* Task directions
Find each row below containing the string "children" and copy those rows in full. Matching is case-sensitive.

[Coordinate annotation entries]
····················

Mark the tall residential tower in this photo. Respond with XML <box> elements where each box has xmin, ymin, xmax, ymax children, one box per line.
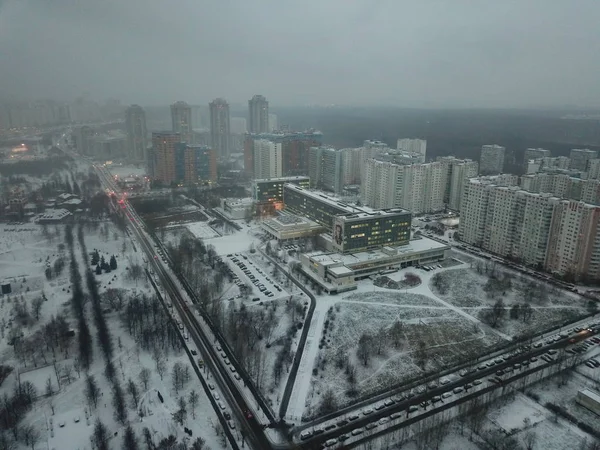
<box><xmin>248</xmin><ymin>95</ymin><xmax>271</xmax><ymax>133</ymax></box>
<box><xmin>125</xmin><ymin>105</ymin><xmax>147</xmax><ymax>162</ymax></box>
<box><xmin>209</xmin><ymin>98</ymin><xmax>231</xmax><ymax>160</ymax></box>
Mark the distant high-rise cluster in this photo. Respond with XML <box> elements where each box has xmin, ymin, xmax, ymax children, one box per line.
<box><xmin>479</xmin><ymin>144</ymin><xmax>506</xmax><ymax>175</ymax></box>
<box><xmin>244</xmin><ymin>130</ymin><xmax>323</xmax><ymax>178</ymax></box>
<box><xmin>459</xmin><ymin>175</ymin><xmax>600</xmax><ymax>279</ymax></box>
<box><xmin>125</xmin><ymin>105</ymin><xmax>148</xmax><ymax>162</ymax></box>
<box><xmin>171</xmin><ymin>101</ymin><xmax>192</xmax><ymax>144</ymax></box>
<box><xmin>248</xmin><ymin>95</ymin><xmax>271</xmax><ymax>134</ymax></box>
<box><xmin>209</xmin><ymin>98</ymin><xmax>231</xmax><ymax>161</ymax></box>
<box><xmin>148</xmin><ymin>131</ymin><xmax>217</xmax><ymax>185</ymax></box>
<box><xmin>361</xmin><ymin>157</ymin><xmax>478</xmax><ymax>214</ymax></box>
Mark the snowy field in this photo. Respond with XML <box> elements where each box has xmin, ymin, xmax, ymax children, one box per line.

····················

* Correct result
Mark the tall residential tower in this photo. Respond with XML <box> elements where each box has xmin, ymin, xmax, ymax children, one box per line.
Mark the distant high-rise cluster in this photo. Respond with XML <box> elements where each box has xmin, ymin, xmax, ymax children, one box per line.
Mark the snowy field in this photo. Respond with XML <box> elements where each box has xmin, ymin, xmax, ymax children, one box per line.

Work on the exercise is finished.